Article
···
Background information
- Born: August 9, 1983 (age 42) Arras
- Origin: France
- Genres: Classical, wind band and brass band music
- Occupations: Composer, conductor
- Label: De Haske Hal Leonard
- Website: www.thierrydeleruyelle.com
- Pronunciation in French :

= Thierry Deleruyelle =

French composer

Thierry Deleruyelle (born August 9, 1983, in Arras, Pas-de-Calais, France) is a French composer, conductor and percussionist, known for his work in concert and brass band music. His compositions have been performed internationally by various ensembles. His style is characterised by technical complexity, harmonic richness, and rhythmic dynamism.

== Biography ==

=== Early life and education ===
Deleruyelle was born in Arras, France. He began studying percussion at an early age and participated in regional ensembles during his youth. He later attended the Conservatoire National Supérieur de Musique de Paris, where he studied percussion, harmony, counterpoint, and fugue. During this time, he also performed with several national symphonic orchestras in France as an extra musician.

=== Career ===
Since 2007, his music has been published and distributed exclusively by De Haske Publications, a division of Hal Leonard Corporation.
···
Dataset entries
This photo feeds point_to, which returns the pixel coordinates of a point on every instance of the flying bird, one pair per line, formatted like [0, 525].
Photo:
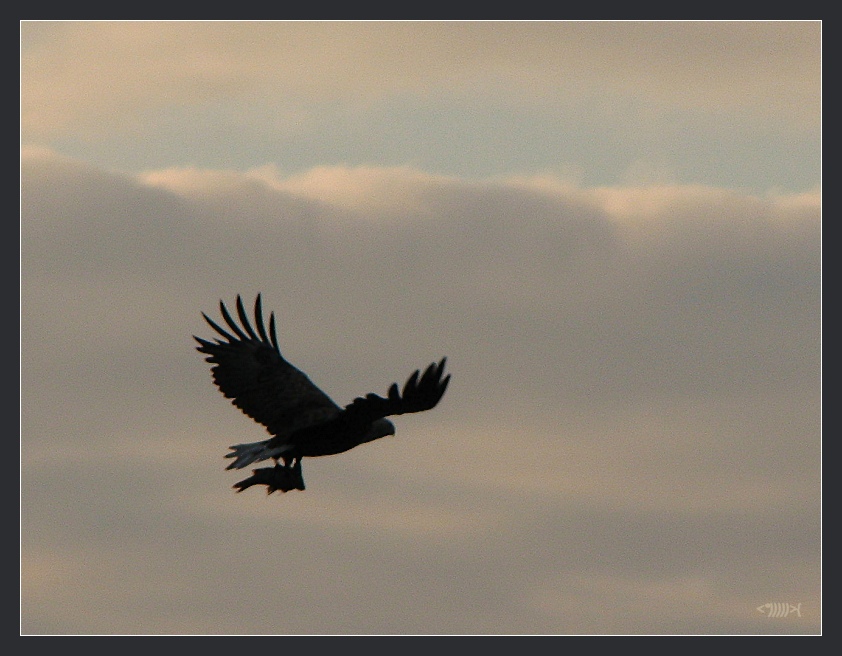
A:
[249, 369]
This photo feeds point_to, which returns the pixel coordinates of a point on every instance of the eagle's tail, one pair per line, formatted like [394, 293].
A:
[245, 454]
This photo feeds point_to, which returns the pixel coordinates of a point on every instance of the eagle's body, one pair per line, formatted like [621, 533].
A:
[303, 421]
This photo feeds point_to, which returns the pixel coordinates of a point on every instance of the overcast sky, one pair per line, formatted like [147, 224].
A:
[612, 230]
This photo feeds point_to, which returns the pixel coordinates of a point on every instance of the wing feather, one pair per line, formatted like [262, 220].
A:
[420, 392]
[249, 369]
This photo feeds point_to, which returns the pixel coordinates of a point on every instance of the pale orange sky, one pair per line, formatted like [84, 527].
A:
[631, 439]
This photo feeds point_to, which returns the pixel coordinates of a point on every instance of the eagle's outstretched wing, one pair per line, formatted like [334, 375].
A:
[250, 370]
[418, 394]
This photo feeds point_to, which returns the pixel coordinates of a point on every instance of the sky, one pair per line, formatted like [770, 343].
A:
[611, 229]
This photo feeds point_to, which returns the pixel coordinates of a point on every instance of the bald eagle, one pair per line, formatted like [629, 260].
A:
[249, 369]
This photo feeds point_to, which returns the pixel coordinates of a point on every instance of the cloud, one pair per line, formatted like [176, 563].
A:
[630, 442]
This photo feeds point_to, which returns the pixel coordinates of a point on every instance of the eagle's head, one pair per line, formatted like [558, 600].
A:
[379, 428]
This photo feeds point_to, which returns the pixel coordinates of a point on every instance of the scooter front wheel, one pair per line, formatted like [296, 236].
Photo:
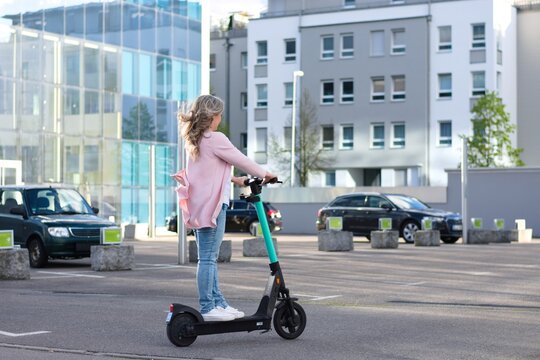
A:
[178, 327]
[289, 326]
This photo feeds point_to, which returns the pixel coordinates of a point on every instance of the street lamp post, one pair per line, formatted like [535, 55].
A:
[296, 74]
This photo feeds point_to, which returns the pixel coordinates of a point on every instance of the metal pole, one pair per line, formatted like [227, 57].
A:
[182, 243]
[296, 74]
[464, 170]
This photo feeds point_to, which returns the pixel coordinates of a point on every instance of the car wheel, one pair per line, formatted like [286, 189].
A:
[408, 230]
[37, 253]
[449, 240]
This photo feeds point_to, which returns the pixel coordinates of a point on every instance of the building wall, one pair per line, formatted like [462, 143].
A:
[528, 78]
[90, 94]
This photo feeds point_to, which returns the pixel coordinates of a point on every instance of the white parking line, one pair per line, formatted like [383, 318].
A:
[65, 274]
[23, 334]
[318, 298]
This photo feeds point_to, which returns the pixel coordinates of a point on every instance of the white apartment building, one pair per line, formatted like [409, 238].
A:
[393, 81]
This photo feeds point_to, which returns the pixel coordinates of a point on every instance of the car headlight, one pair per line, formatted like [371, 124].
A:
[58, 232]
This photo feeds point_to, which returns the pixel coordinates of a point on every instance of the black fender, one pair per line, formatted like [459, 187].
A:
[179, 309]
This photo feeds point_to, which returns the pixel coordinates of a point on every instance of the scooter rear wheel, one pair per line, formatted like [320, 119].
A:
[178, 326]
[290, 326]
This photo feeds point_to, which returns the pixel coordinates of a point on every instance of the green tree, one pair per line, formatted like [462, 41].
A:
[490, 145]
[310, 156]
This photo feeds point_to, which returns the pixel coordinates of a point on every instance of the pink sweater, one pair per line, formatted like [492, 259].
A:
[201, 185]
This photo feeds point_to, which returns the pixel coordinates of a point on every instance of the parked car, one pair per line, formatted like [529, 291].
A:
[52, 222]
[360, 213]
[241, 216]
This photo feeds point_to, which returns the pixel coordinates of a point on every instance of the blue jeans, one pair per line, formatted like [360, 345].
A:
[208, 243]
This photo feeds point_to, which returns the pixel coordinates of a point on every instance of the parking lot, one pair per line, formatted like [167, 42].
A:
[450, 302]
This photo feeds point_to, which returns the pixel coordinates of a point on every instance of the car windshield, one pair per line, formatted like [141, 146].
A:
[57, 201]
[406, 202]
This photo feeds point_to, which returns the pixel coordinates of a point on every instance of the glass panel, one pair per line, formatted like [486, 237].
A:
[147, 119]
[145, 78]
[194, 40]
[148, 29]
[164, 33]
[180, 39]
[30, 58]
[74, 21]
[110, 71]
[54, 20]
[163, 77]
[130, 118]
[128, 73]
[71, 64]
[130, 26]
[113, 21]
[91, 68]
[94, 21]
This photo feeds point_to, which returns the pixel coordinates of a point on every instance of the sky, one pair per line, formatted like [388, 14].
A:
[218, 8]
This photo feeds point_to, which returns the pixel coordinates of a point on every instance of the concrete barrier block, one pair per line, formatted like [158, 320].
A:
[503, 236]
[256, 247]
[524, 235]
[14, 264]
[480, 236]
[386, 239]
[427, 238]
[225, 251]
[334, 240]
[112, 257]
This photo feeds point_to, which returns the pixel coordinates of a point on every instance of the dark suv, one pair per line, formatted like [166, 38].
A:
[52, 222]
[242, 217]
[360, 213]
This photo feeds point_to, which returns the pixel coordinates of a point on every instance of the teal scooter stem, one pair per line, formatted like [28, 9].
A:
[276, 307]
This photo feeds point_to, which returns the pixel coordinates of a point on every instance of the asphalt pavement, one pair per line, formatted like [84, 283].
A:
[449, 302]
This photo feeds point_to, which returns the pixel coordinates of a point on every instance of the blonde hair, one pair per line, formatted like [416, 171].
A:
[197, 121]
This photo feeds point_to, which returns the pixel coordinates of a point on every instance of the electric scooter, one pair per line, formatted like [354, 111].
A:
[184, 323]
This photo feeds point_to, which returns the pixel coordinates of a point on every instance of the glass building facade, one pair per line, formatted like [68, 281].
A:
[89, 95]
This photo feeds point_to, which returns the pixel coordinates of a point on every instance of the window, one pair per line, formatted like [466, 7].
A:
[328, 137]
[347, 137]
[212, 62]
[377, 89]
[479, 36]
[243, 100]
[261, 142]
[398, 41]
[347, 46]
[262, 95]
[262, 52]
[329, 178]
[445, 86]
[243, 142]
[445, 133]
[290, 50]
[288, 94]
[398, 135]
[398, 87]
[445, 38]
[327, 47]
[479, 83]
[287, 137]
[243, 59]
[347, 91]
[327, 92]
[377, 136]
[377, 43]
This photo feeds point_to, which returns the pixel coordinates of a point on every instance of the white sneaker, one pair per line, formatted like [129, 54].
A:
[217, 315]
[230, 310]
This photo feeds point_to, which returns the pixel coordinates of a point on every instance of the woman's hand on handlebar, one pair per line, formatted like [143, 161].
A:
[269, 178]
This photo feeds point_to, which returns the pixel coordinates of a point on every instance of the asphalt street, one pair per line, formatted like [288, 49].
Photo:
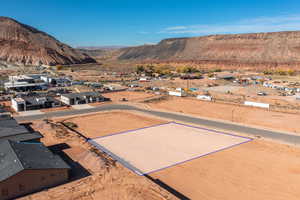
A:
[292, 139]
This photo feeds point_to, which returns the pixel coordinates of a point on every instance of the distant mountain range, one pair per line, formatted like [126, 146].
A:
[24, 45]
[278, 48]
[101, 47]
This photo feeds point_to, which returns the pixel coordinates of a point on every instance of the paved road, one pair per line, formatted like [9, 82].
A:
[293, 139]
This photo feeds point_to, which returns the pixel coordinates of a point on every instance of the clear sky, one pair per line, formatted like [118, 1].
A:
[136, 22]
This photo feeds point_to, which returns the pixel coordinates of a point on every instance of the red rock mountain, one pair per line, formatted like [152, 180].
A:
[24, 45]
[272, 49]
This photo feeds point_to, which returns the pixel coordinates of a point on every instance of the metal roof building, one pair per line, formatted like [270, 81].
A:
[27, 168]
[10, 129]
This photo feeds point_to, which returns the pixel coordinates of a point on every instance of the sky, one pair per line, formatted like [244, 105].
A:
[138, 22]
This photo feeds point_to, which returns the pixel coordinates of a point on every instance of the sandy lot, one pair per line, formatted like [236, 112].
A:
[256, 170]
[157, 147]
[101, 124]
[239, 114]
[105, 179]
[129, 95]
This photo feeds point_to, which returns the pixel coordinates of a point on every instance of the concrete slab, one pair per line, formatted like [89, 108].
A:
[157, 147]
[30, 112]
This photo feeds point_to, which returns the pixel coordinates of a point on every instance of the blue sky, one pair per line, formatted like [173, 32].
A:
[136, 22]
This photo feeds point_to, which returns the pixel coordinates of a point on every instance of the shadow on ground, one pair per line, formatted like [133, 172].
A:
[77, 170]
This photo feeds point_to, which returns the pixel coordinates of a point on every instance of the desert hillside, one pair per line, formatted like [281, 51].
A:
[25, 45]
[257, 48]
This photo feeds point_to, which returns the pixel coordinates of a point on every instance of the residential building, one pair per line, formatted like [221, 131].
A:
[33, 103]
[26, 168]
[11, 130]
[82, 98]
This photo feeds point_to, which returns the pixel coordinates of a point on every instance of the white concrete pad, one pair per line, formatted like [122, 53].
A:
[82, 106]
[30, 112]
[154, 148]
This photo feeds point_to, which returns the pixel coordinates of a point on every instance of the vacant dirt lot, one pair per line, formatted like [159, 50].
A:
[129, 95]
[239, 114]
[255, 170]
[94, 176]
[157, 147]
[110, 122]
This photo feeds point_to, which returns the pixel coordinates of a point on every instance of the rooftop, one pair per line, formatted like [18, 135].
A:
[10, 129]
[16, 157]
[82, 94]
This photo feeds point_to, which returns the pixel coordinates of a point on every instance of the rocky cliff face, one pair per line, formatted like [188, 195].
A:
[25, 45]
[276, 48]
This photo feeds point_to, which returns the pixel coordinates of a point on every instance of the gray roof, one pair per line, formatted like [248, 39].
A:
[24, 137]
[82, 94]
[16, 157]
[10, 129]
···
Set down the part of the Thierry Deleruyelle article above, starting with "Background information" and going on through "and rhythmic dynamism.", with no changes to the wording.

Exercise output
Background information
- Born: August 9, 1983 (age 42) Arras
- Origin: France
- Genres: Classical, wind band and brass band music
- Occupations: Composer, conductor
- Label: De Haske Hal Leonard
- Website: www.thierrydeleruyelle.com
- Pronunciation in French :

= Thierry Deleruyelle =

French composer

Thierry Deleruyelle (born August 9, 1983, in Arras, Pas-de-Calais, France) is a French composer, conductor and percussionist, known for his work in concert and brass band music. His compositions have been performed internationally by various ensembles. His style is characterised by technical complexity, harmonic richness, and rhythmic dynamism.